Let's dissect this file to understand every line.

First, it imports these constants from the Wasm API:

const {
SimpleTransform,
PolicyError,
PolicyInjection
} = require("@vectorizedio/wasm-api");

It then creates a constant variable to hold the function SimpleTransform. This is the main function that we'll use in the project.

const transform = new SimpleTransform();

It fills the subscribe list with the topic and the policy that it will use to process new messages.

transform.subscribe([["test-topic", PolicyInjection.Stored]]);

To add multiple source topics, add the topic and policy as pairs:

transform.subscribe[[<topic1>,<policyA>],[<topic2>,<policyB>]]
note

Run rpk create test-topic to create the source topics before you deploy the transformation. If the topic does not exist when the transformation is deployed, you might encounter a deployment error.

The PolicyInjection parameter can have the following values:

  • PolicyInjection.Earliest - The earliest offset. Transforms all of the events in the topic from offset 0.
  • PolicyInjection.Latest - The latest offset. Transforms only the current incoming events.
  • PolicyInjection.Stored - The stored offset. Transforms the events starting from the latest recorded offset on disk. If no offsets are recorded, the earliest offset is processed.

Next, it sets the policy that tells the coprocessor how to handle errors:

transform.errorHandler(PolicyError.SkipOnFailure);

The PolicyError values are:

  • PolicyError.SkipOnFailure - If there's a failure, it skips to the next event.
  • PolicyError.Deregister - If there's a failure, the coprocessor will be removed.

The next section contains the logic that is used to apply the uppercase rule. There are multiple ways to do this, but here it’s flipping the ASCII table to uppercase for every alphabetical character.

Excerpts from point annotation data:
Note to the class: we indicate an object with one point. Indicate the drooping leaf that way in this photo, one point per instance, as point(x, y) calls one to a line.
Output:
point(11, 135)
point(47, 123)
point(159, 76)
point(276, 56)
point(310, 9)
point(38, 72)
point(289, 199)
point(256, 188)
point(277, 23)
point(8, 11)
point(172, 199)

What the task requires: Reproduce the stretch of the coprocessor walkthrough from "transform.subscribe[[<topic1>,<policyA>],[<topic2>,<policyB>]]" through "current incoming events.", word for word.

Solution:
transform.subscribe[[<topic1>,<policyA>],[<topic2>,<policyB>]]
note

Run rpk create test-topic to create the source topics before you deploy the transformation. If the topic does not exist when the transformation is deployed, you might encounter a deployment error.

The PolicyInjection parameter can have the following values:

  • PolicyInjection.Earliest - The earliest offset. Transforms all of the events in the topic from offset 0.
  • PolicyInjection.Latest - The latest offset. Transforms only the current incoming events.